TASKS TO CARRY OUT:
(1) In the memory leak post, list every meminfo field whose value is lower in the second snapshot than in the first.
(2) From the memory leak post, copy the passage starting with "I’m reasonably sure" and going on through "a few hours.".
(3) Proceed with the memory leak post from where it stops, writing what comes after its final sentence.

I’m reasonably sure I don’t have HDMI hot plug enabled. There’s no mention of it in /boot/efi/config.txt, and neither “HDMI” nor “hdmi” shows up in the system journal. I thought enabling HDMI hot plug would require something specific in config.txt.
I see a “leak” here is the diff of meminfo over a few hours.
% diff -y meminfo.2024-05-01T11-03-01 meminfo.2024-05-01T15-13-15 | grep '|'
MemFree: 3147256 kB | MemFree: 2562128 kB
MemAvailable: 3230020 kB | MemAvailable: 2649060 kB
Buffers: 22856 kB | Buffers: 25864 kB
Cached: 196804 kB | Cached: 197904 kB
Active: 264392 kB | Active: 265524 kB
Inactive: 48128 kB | Inactive: 51148 kB
Active(anon): 103204 kB | Active(anon): 103248 kB
Active(file): 161188 kB | Active(file): 162276 kB
Inactive(file): 48128 kB | Inactive(file): 51148 kB
Dirty: 832 kB | Dirty: 804 kB
AnonPages: 101940 kB | AnonPages: 101952 kB
Mapped: 65680 kB | Mapped: 66660 kB
KReclaimable: 18320 kB | KReclaimable: 18436 kB
Slab: 337744 kB | Slab: 918704 kB
SReclaimable: 18320 kB | SReclaimable: 18436 kB
SUnreclaim: 319424 kB | SUnreclaim: 900268 kB
KernelStack: 5288 kB | KernelStack: 5272 kB
PageTables: 4328 kB | PageTables: 4260 kB
Committed_AS: 1853796 kB | Committed_AS: 1853800 kB
VmallocUsed: 39744 kB | VmallocUsed: 39728 kB
I’ll repeat the experiment with the monitor connected all the time.

DATASET CONTENT:
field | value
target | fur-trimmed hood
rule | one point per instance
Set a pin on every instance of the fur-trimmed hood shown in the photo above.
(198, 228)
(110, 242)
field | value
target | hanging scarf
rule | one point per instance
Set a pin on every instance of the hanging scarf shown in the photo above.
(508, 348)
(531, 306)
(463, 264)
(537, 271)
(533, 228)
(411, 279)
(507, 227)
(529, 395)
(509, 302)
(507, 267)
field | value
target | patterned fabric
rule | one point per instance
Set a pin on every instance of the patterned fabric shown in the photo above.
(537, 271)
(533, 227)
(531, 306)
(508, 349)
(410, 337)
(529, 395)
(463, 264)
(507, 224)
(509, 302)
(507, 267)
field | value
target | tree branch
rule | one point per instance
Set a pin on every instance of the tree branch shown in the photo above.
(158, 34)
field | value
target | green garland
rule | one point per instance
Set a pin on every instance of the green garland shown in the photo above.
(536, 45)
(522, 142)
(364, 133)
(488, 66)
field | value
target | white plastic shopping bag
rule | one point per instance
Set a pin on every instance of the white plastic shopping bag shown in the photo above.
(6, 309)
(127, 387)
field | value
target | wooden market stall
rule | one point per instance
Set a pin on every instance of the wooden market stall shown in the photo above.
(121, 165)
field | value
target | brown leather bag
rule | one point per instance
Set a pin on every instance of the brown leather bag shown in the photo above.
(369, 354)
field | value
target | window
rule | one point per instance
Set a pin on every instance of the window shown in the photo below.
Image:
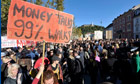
(128, 18)
(129, 27)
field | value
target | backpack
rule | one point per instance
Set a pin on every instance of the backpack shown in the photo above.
(78, 67)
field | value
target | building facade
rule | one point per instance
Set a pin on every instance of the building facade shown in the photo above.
(123, 24)
(108, 32)
(136, 22)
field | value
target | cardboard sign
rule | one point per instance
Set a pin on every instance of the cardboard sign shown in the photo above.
(21, 43)
(6, 43)
(27, 21)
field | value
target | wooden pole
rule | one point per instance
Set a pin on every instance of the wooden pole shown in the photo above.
(43, 59)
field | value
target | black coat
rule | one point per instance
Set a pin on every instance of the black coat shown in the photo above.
(10, 81)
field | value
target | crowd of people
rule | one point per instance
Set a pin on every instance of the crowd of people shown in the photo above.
(104, 61)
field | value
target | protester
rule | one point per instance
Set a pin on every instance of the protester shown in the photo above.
(48, 76)
(56, 68)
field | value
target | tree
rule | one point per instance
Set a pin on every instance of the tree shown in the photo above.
(60, 5)
(90, 29)
(39, 2)
(55, 4)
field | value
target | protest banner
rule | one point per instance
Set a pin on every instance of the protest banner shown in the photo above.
(28, 21)
(6, 43)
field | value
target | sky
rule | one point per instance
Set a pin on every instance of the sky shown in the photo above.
(97, 11)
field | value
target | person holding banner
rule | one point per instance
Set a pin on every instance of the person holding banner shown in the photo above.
(48, 76)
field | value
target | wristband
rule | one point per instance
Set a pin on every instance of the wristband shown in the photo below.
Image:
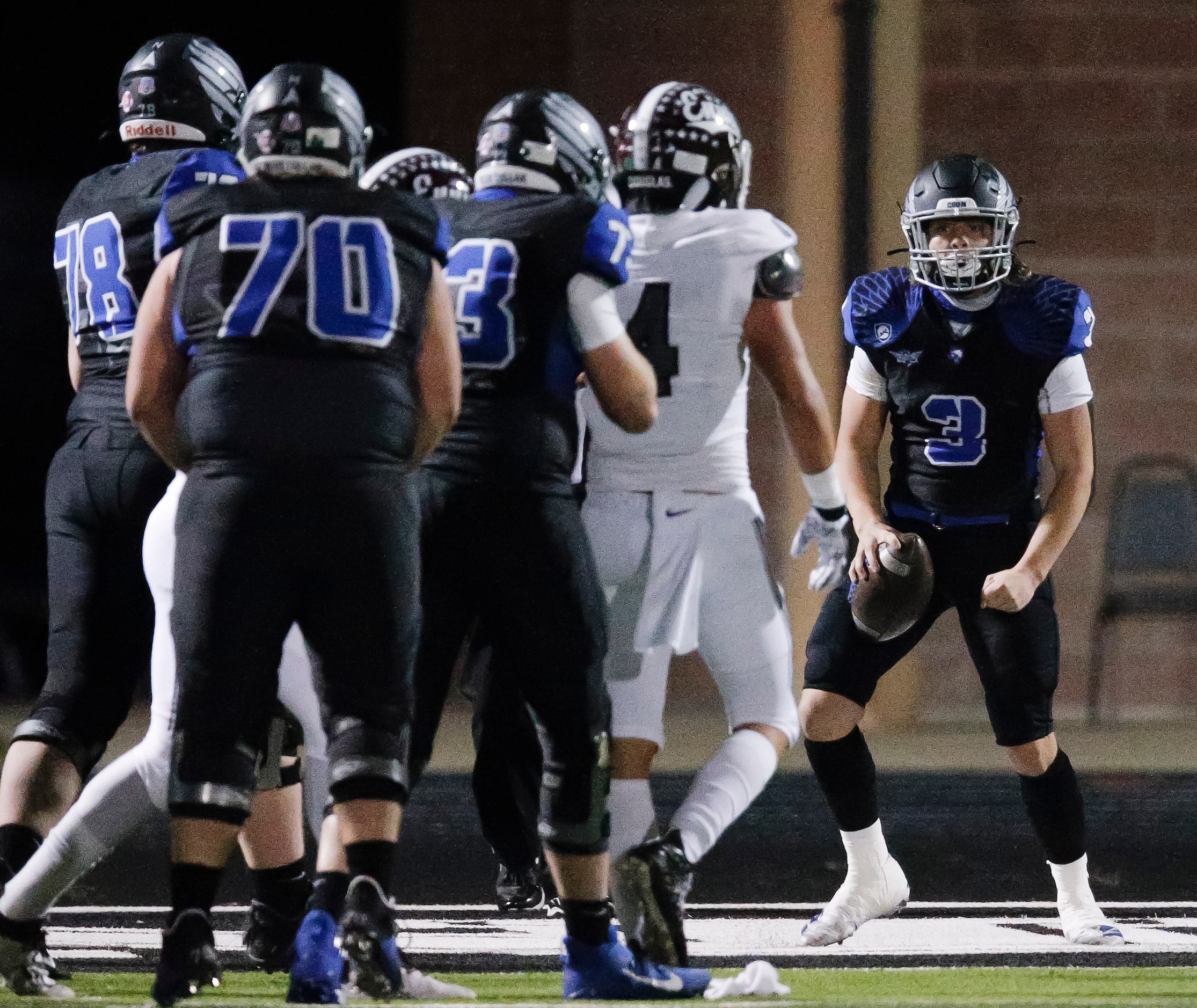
(824, 489)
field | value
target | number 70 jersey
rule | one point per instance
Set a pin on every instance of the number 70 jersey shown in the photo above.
(691, 281)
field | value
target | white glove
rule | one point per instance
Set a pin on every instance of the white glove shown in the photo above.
(832, 542)
(758, 977)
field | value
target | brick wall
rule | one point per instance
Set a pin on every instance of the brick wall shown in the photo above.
(1091, 112)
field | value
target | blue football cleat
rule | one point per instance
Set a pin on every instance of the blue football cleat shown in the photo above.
(612, 973)
(318, 965)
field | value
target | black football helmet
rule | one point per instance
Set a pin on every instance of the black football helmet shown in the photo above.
(680, 149)
(181, 87)
(423, 172)
(969, 187)
(302, 119)
(545, 141)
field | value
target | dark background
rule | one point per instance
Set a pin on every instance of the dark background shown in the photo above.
(63, 100)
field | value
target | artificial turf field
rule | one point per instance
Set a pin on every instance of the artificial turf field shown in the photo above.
(964, 987)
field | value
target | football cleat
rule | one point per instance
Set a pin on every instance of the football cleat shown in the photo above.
(188, 959)
(613, 973)
(861, 898)
(368, 940)
(27, 965)
(653, 881)
(316, 965)
(519, 889)
(269, 938)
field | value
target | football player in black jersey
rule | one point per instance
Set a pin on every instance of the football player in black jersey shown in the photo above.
(180, 97)
(535, 253)
(976, 362)
(295, 352)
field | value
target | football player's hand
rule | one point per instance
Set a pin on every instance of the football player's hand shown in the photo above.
(1008, 590)
(831, 538)
(871, 539)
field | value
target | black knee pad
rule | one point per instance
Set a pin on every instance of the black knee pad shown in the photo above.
(574, 797)
(284, 739)
(366, 762)
(212, 777)
(52, 725)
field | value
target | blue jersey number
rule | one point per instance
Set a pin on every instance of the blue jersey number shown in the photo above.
(352, 277)
(964, 430)
(481, 276)
(95, 253)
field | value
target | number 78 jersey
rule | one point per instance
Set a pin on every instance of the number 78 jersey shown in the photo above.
(691, 281)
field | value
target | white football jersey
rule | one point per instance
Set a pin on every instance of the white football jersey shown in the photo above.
(703, 265)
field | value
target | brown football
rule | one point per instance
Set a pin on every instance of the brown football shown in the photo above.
(894, 598)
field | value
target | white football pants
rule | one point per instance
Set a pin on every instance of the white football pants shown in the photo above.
(686, 572)
(132, 788)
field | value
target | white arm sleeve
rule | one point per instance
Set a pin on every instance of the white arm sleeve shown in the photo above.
(593, 313)
(865, 378)
(1067, 386)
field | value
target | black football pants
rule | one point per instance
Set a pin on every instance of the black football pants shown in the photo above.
(100, 491)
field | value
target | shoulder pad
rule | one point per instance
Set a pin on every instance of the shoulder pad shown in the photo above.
(779, 276)
(607, 245)
(880, 307)
(193, 168)
(1048, 316)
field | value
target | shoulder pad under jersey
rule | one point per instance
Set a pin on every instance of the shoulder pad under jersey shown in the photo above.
(1047, 316)
(880, 307)
(199, 167)
(607, 245)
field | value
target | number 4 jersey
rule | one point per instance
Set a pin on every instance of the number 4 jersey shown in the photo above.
(105, 257)
(512, 260)
(965, 389)
(691, 282)
(301, 304)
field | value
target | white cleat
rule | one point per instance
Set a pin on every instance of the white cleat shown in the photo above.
(1084, 923)
(857, 901)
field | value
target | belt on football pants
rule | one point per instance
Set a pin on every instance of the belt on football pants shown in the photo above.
(939, 520)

SOLVED PROBLEMS:
(1) MemFree, MemAvailable, Dirty, KernelStack, PageTables, VmallocUsed

(2)
I’m reasonably sure I don’t have HDMI hot plug enabled. There’s no mention of it in /boot/efi/config.txt, and neither “HDMI” nor “hdmi” shows up in the system journal. I thought enabling HDMI hot plug would require something specific in config.txt.
I see a “leak” here is the diff of meminfo over a few hours.

(3)
Yes, I’m referring to the HDMI hotplug in config.txt, maybe it’s something else causing this issue, I might just found a hacky way to fix this issue
I see the same pattern of memory use. Question is “is this a problem”?
It is a problem, after one or two days system will ran out of memory, OOM Killer will kick in and starts killing everything
You get one or two days? I get about 4½ hours. (But then, I’m on a rpi 3b+ with only 1GB.) I’ve started running a memory check in cron every few minutes that preemptively reboot when (not if) the SUnreclaim memory gets up to a certain fraction of total memory. That’s arguably better than facing a certain crash and having to manually reboot.
Here’s the cron job:
root@dewdrop:~# cat /etc/cron.d/15-memwatch
SHELL=/bin/bash
PATH=/sbin:/bin:/usr/sbin:/usr/bin
MAILTO=root
*/3 * * * * root /usr/local/sbin/memwatch.sh
and here’s the memwatch.sh script.
root@dewdrop:~# cat /usr/local/sbin/memwatch.sh
#!/bin/bash
read -a SUnreclaim < <( grep ^SUnreclaim: /proc/meminfo )
read -a MemTotal < <( grep ^MemTotal: /proc/meminfo )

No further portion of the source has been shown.